Could you write out every line of the records, from their start through the line holding "top-left (36, 229), bottom-right (178, 365)" inclusive, with each box coordinate offset by -59? Leave the pictures out.

----- Excerpted records

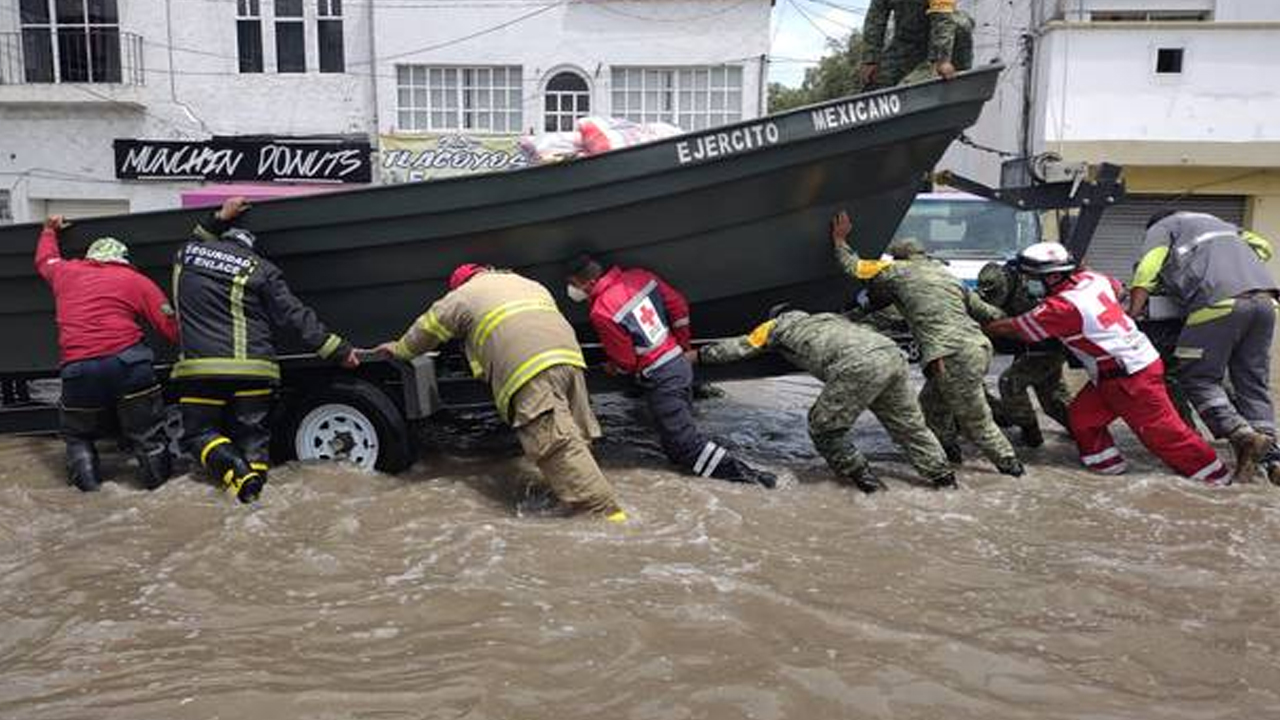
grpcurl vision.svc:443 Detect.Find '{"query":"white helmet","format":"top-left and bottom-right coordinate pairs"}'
top-left (1018, 242), bottom-right (1078, 275)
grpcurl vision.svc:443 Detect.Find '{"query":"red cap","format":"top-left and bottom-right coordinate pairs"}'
top-left (449, 263), bottom-right (488, 290)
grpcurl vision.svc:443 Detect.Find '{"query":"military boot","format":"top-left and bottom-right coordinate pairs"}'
top-left (1228, 425), bottom-right (1272, 483)
top-left (1019, 425), bottom-right (1044, 447)
top-left (996, 456), bottom-right (1027, 478)
top-left (929, 473), bottom-right (960, 489)
top-left (849, 468), bottom-right (888, 495)
top-left (67, 438), bottom-right (102, 492)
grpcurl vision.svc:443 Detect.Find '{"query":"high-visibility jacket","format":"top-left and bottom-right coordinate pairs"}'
top-left (173, 214), bottom-right (351, 380)
top-left (396, 270), bottom-right (586, 421)
top-left (591, 266), bottom-right (690, 375)
top-left (36, 229), bottom-right (178, 365)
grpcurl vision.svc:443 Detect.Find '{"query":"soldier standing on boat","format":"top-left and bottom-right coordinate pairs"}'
top-left (378, 264), bottom-right (627, 523)
top-left (690, 304), bottom-right (956, 493)
top-left (831, 211), bottom-right (1024, 477)
top-left (36, 215), bottom-right (178, 492)
top-left (978, 257), bottom-right (1071, 447)
top-left (172, 197), bottom-right (358, 502)
top-left (568, 256), bottom-right (777, 488)
top-left (860, 0), bottom-right (973, 91)
top-left (1129, 210), bottom-right (1280, 484)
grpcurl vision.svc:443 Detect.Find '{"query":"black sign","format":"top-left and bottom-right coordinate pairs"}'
top-left (115, 137), bottom-right (372, 182)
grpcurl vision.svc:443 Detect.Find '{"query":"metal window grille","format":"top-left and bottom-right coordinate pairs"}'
top-left (543, 72), bottom-right (591, 132)
top-left (612, 65), bottom-right (742, 131)
top-left (396, 65), bottom-right (524, 133)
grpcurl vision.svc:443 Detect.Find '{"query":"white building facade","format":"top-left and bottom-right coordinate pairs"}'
top-left (0, 0), bottom-right (771, 222)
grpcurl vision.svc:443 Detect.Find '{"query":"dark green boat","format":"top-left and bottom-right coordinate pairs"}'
top-left (0, 65), bottom-right (1001, 377)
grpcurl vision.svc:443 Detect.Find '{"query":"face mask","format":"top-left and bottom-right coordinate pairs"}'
top-left (1027, 278), bottom-right (1048, 300)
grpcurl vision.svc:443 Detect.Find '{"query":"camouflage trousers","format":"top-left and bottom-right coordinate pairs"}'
top-left (992, 352), bottom-right (1071, 430)
top-left (920, 343), bottom-right (1016, 462)
top-left (809, 347), bottom-right (951, 480)
top-left (863, 13), bottom-right (973, 90)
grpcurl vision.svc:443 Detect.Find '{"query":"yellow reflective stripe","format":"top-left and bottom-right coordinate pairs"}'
top-left (232, 270), bottom-right (252, 357)
top-left (471, 300), bottom-right (558, 350)
top-left (417, 310), bottom-right (453, 342)
top-left (200, 436), bottom-right (232, 473)
top-left (1130, 245), bottom-right (1169, 290)
top-left (170, 263), bottom-right (182, 315)
top-left (746, 320), bottom-right (778, 350)
top-left (172, 357), bottom-right (280, 379)
top-left (494, 348), bottom-right (586, 420)
top-left (1240, 231), bottom-right (1272, 263)
top-left (178, 397), bottom-right (227, 407)
top-left (316, 333), bottom-right (342, 359)
top-left (1187, 300), bottom-right (1235, 325)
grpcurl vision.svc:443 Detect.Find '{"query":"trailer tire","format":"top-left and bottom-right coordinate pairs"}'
top-left (276, 378), bottom-right (415, 473)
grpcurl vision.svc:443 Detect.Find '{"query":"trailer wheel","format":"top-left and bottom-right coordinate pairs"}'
top-left (280, 379), bottom-right (413, 473)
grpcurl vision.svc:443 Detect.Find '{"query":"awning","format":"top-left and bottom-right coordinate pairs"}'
top-left (180, 183), bottom-right (350, 208)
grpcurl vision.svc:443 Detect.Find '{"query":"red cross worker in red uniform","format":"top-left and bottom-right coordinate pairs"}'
top-left (984, 242), bottom-right (1231, 486)
top-left (567, 256), bottom-right (777, 488)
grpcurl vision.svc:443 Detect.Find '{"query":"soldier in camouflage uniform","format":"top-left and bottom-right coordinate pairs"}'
top-left (831, 211), bottom-right (1023, 477)
top-left (690, 304), bottom-right (956, 493)
top-left (978, 263), bottom-right (1071, 447)
top-left (860, 0), bottom-right (973, 90)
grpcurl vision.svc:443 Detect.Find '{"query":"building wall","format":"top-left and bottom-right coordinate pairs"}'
top-left (0, 0), bottom-right (771, 222)
top-left (374, 0), bottom-right (771, 132)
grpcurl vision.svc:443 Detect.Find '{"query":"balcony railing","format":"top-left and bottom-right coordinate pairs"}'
top-left (0, 26), bottom-right (147, 85)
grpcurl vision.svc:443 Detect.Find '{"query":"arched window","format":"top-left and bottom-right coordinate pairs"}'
top-left (544, 72), bottom-right (591, 132)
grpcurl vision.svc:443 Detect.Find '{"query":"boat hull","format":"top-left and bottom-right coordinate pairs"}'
top-left (0, 65), bottom-right (1000, 375)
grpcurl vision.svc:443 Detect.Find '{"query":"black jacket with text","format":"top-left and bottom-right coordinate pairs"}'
top-left (173, 214), bottom-right (351, 380)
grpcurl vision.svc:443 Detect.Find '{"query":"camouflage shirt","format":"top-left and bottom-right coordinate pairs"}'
top-left (863, 0), bottom-right (957, 63)
top-left (698, 310), bottom-right (897, 382)
top-left (836, 245), bottom-right (1005, 364)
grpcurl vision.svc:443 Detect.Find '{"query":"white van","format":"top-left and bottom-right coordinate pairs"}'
top-left (893, 192), bottom-right (1041, 287)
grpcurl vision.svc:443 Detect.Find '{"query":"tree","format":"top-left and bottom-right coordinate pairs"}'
top-left (769, 31), bottom-right (863, 113)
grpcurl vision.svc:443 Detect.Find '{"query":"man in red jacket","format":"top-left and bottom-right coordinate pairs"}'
top-left (568, 256), bottom-right (777, 488)
top-left (36, 215), bottom-right (178, 492)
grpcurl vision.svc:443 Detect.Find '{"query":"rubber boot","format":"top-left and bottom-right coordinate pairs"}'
top-left (996, 457), bottom-right (1027, 478)
top-left (931, 473), bottom-right (960, 489)
top-left (849, 468), bottom-right (888, 495)
top-left (67, 438), bottom-right (102, 492)
top-left (1228, 427), bottom-right (1271, 483)
top-left (712, 457), bottom-right (778, 489)
top-left (1019, 425), bottom-right (1044, 447)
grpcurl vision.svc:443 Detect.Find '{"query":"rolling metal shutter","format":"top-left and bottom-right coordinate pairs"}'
top-left (1085, 195), bottom-right (1245, 283)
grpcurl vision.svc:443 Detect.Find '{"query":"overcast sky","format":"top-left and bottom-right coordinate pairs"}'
top-left (769, 0), bottom-right (868, 87)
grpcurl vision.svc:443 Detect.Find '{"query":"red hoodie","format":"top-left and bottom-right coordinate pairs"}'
top-left (36, 228), bottom-right (178, 365)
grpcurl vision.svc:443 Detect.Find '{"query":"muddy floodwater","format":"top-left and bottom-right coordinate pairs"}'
top-left (0, 368), bottom-right (1280, 720)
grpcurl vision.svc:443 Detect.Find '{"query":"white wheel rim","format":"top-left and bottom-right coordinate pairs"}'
top-left (293, 402), bottom-right (378, 470)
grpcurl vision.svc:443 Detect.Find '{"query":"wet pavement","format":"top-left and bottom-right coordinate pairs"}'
top-left (0, 377), bottom-right (1280, 720)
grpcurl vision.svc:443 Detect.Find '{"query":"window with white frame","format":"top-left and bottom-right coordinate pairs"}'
top-left (543, 70), bottom-right (591, 132)
top-left (316, 0), bottom-right (347, 73)
top-left (18, 0), bottom-right (120, 82)
top-left (275, 0), bottom-right (307, 73)
top-left (613, 65), bottom-right (742, 131)
top-left (396, 65), bottom-right (524, 133)
top-left (236, 0), bottom-right (262, 73)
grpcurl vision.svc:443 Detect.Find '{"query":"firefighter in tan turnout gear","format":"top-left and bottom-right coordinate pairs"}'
top-left (378, 264), bottom-right (627, 523)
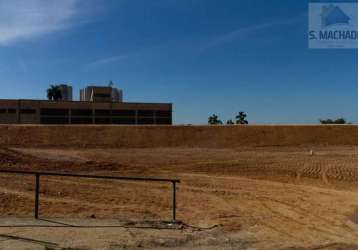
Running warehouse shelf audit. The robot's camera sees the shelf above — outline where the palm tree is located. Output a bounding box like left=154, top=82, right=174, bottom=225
left=47, top=85, right=62, bottom=101
left=236, top=111, right=249, bottom=124
left=208, top=114, right=223, bottom=125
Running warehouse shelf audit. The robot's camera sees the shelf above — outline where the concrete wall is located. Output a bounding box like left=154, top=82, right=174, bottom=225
left=0, top=125, right=358, bottom=148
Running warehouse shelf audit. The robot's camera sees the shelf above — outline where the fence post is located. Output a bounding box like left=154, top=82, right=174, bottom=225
left=35, top=174, right=40, bottom=219
left=172, top=181, right=177, bottom=222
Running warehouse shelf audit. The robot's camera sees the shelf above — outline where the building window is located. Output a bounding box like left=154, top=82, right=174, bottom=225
left=155, top=110, right=172, bottom=117
left=40, top=109, right=68, bottom=116
left=112, top=110, right=135, bottom=117
left=71, top=109, right=92, bottom=116
left=112, top=117, right=135, bottom=125
left=138, top=118, right=154, bottom=124
left=93, top=93, right=111, bottom=98
left=95, top=118, right=111, bottom=124
left=95, top=109, right=111, bottom=116
left=7, top=109, right=16, bottom=114
left=71, top=117, right=93, bottom=124
left=20, top=109, right=36, bottom=115
left=138, top=110, right=154, bottom=117
left=156, top=118, right=172, bottom=125
left=41, top=116, right=68, bottom=124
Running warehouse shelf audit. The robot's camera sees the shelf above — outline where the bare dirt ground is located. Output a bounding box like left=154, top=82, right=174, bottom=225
left=0, top=146, right=358, bottom=250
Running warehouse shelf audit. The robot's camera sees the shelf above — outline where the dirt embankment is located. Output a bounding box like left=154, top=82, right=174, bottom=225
left=0, top=125, right=358, bottom=148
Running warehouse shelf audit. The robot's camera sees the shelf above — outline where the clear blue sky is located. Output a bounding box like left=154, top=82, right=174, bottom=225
left=0, top=0, right=358, bottom=124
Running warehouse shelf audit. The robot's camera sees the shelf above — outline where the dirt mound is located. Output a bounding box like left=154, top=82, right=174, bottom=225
left=0, top=125, right=358, bottom=148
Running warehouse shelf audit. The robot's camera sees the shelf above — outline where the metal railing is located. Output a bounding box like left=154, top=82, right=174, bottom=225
left=0, top=170, right=180, bottom=221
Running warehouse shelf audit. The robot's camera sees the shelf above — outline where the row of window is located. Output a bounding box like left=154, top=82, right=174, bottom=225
left=0, top=109, right=171, bottom=117
left=41, top=117, right=172, bottom=125
left=40, top=109, right=171, bottom=117
left=0, top=109, right=17, bottom=114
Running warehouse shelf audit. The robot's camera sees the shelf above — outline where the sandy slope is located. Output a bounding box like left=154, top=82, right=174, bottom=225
left=0, top=147, right=358, bottom=249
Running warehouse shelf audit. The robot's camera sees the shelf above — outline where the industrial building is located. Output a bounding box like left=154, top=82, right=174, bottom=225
left=0, top=86, right=172, bottom=125
left=58, top=84, right=72, bottom=101
left=80, top=86, right=123, bottom=102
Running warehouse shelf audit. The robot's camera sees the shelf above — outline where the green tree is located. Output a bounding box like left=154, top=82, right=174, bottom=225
left=208, top=114, right=223, bottom=125
left=236, top=111, right=249, bottom=124
left=47, top=85, right=62, bottom=101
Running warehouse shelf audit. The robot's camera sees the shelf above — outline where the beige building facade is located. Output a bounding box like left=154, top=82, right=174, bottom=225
left=0, top=100, right=172, bottom=125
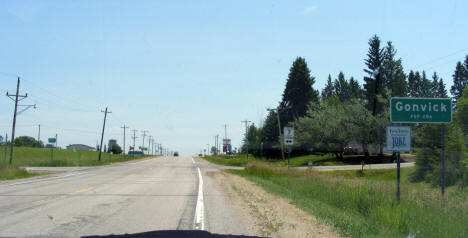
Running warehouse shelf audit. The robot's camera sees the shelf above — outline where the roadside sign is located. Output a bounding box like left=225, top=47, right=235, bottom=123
left=223, top=139, right=231, bottom=145
left=386, top=126, right=411, bottom=152
left=283, top=127, right=294, bottom=145
left=390, top=97, right=452, bottom=123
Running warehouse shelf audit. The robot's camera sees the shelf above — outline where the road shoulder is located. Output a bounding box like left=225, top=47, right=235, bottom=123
left=206, top=171, right=339, bottom=237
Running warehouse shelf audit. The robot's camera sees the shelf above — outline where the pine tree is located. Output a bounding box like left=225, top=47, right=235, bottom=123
left=334, top=72, right=351, bottom=102
left=322, top=74, right=335, bottom=100
left=364, top=35, right=385, bottom=113
left=280, top=57, right=319, bottom=122
left=450, top=60, right=468, bottom=102
left=349, top=77, right=363, bottom=100
left=383, top=41, right=408, bottom=97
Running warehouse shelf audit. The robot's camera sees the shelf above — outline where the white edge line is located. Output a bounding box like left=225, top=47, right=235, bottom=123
left=0, top=172, right=87, bottom=187
left=193, top=167, right=205, bottom=230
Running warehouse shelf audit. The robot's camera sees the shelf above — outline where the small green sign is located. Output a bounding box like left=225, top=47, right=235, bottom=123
left=390, top=97, right=452, bottom=123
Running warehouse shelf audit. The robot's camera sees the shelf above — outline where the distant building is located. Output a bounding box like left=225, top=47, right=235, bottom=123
left=67, top=144, right=95, bottom=150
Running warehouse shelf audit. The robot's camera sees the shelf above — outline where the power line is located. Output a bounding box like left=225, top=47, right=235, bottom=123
left=98, top=107, right=112, bottom=161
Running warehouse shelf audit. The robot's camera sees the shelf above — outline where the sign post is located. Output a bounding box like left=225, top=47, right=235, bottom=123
left=283, top=127, right=294, bottom=169
left=48, top=137, right=57, bottom=160
left=390, top=97, right=452, bottom=198
left=386, top=126, right=411, bottom=202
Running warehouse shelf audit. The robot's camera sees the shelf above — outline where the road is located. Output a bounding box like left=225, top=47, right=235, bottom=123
left=0, top=157, right=256, bottom=237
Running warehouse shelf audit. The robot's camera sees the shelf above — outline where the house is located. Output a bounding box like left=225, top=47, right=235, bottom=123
left=67, top=144, right=94, bottom=150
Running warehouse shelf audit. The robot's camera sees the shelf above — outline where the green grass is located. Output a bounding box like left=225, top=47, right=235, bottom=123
left=202, top=154, right=394, bottom=167
left=0, top=147, right=151, bottom=168
left=229, top=163, right=468, bottom=237
left=0, top=169, right=46, bottom=181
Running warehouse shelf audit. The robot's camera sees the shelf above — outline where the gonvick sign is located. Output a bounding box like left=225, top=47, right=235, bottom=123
left=390, top=97, right=452, bottom=123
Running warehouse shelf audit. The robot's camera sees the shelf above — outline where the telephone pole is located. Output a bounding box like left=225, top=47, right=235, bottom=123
left=120, top=124, right=128, bottom=155
left=141, top=130, right=148, bottom=154
left=37, top=124, right=41, bottom=143
left=6, top=77, right=28, bottom=166
left=98, top=107, right=112, bottom=161
left=241, top=120, right=250, bottom=159
left=267, top=106, right=284, bottom=160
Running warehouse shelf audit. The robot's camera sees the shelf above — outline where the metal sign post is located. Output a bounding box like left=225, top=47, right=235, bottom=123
left=386, top=126, right=411, bottom=202
left=283, top=127, right=294, bottom=169
left=390, top=97, right=452, bottom=198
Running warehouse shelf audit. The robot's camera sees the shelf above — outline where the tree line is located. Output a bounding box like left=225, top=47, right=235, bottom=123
left=242, top=35, right=468, bottom=188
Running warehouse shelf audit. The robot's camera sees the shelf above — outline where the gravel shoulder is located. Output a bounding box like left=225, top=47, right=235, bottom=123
left=205, top=171, right=340, bottom=238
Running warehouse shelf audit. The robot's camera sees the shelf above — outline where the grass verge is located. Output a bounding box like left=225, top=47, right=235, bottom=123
left=229, top=164, right=468, bottom=237
left=0, top=147, right=151, bottom=168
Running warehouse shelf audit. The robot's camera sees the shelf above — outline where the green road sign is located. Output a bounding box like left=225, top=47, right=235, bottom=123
left=390, top=97, right=452, bottom=123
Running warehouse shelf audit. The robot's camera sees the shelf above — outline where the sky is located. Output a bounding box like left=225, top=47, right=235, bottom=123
left=0, top=0, right=468, bottom=155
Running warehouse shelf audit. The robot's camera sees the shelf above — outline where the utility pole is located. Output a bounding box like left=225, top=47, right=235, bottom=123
left=37, top=124, right=41, bottom=143
left=148, top=135, right=151, bottom=154
left=132, top=129, right=138, bottom=151
left=6, top=77, right=28, bottom=166
left=120, top=124, right=128, bottom=155
left=98, top=107, right=112, bottom=161
left=3, top=133, right=8, bottom=168
left=241, top=120, right=250, bottom=159
left=141, top=130, right=148, bottom=154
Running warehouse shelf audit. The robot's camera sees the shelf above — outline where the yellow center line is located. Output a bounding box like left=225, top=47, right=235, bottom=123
left=72, top=187, right=93, bottom=194
left=31, top=200, right=45, bottom=204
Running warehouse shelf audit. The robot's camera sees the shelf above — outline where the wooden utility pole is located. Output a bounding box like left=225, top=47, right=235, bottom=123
left=7, top=77, right=28, bottom=166
left=98, top=107, right=112, bottom=161
left=120, top=124, right=128, bottom=155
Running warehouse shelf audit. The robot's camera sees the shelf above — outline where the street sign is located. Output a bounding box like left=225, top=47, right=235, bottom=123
left=386, top=126, right=411, bottom=152
left=390, top=97, right=452, bottom=123
left=223, top=139, right=231, bottom=145
left=283, top=127, right=294, bottom=145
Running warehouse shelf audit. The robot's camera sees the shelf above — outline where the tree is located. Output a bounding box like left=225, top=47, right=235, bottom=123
left=455, top=87, right=468, bottom=136
left=364, top=35, right=385, bottom=113
left=280, top=57, right=319, bottom=122
left=450, top=59, right=468, bottom=102
left=15, top=136, right=44, bottom=148
left=295, top=96, right=352, bottom=159
left=333, top=72, right=351, bottom=102
left=382, top=41, right=408, bottom=97
left=322, top=74, right=335, bottom=100
left=349, top=77, right=363, bottom=100
left=109, top=144, right=122, bottom=154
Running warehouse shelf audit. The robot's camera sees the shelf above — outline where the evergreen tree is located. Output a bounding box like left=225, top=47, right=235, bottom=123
left=450, top=60, right=468, bottom=102
left=382, top=41, right=408, bottom=97
left=334, top=72, right=351, bottom=102
left=349, top=77, right=363, bottom=100
left=364, top=35, right=385, bottom=113
left=322, top=74, right=335, bottom=100
left=280, top=57, right=319, bottom=122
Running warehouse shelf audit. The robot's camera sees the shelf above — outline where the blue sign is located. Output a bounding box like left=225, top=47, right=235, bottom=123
left=386, top=126, right=411, bottom=152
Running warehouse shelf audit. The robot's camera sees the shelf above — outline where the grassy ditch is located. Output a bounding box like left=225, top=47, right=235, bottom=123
left=229, top=164, right=468, bottom=237
left=0, top=147, right=150, bottom=168
left=0, top=169, right=46, bottom=181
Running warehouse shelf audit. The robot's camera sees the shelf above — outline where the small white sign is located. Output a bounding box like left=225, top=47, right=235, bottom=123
left=387, top=126, right=411, bottom=152
left=283, top=127, right=294, bottom=145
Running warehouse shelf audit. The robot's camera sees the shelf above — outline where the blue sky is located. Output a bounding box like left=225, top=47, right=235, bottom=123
left=0, top=0, right=468, bottom=155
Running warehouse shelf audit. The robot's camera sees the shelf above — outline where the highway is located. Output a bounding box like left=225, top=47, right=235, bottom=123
left=0, top=157, right=252, bottom=237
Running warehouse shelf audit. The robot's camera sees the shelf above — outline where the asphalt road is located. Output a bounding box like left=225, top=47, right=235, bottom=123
left=0, top=157, right=252, bottom=237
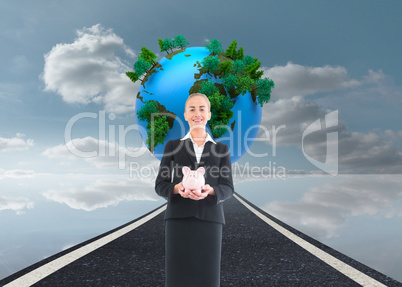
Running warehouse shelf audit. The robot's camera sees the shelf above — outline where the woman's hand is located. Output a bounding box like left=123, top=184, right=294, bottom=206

----------

◆ Task result ◆
grpcurl vision.svc:443 Detect.Find '{"query":"white helmet","format":"top-left and bottom-right coordinate pairs"}'
top-left (959, 183), bottom-right (1019, 216)
grpcurl vision.svc:443 Detect.Find '{"query":"red cap","format":"top-left and bottom-right coordinate pairs"}'
top-left (390, 204), bottom-right (429, 231)
grpcurl vision.svc:443 Detect.Find '{"query":"military boot","format":"top-left and bottom-right coordinate pairs"}'
top-left (1169, 366), bottom-right (1213, 424)
top-left (960, 366), bottom-right (985, 388)
top-left (937, 397), bottom-right (968, 419)
top-left (870, 414), bottom-right (901, 430)
top-left (790, 409), bottom-right (829, 436)
top-left (8, 379), bottom-right (43, 433)
grpcurl vision.svc:443 Detect.Find '{"query":"high-visibility jacket","format":"top-left and bottom-right coordinate pairs"}'
top-left (114, 155), bottom-right (292, 321)
top-left (337, 211), bottom-right (527, 362)
top-left (532, 207), bottom-right (631, 316)
top-left (-23, 170), bottom-right (119, 306)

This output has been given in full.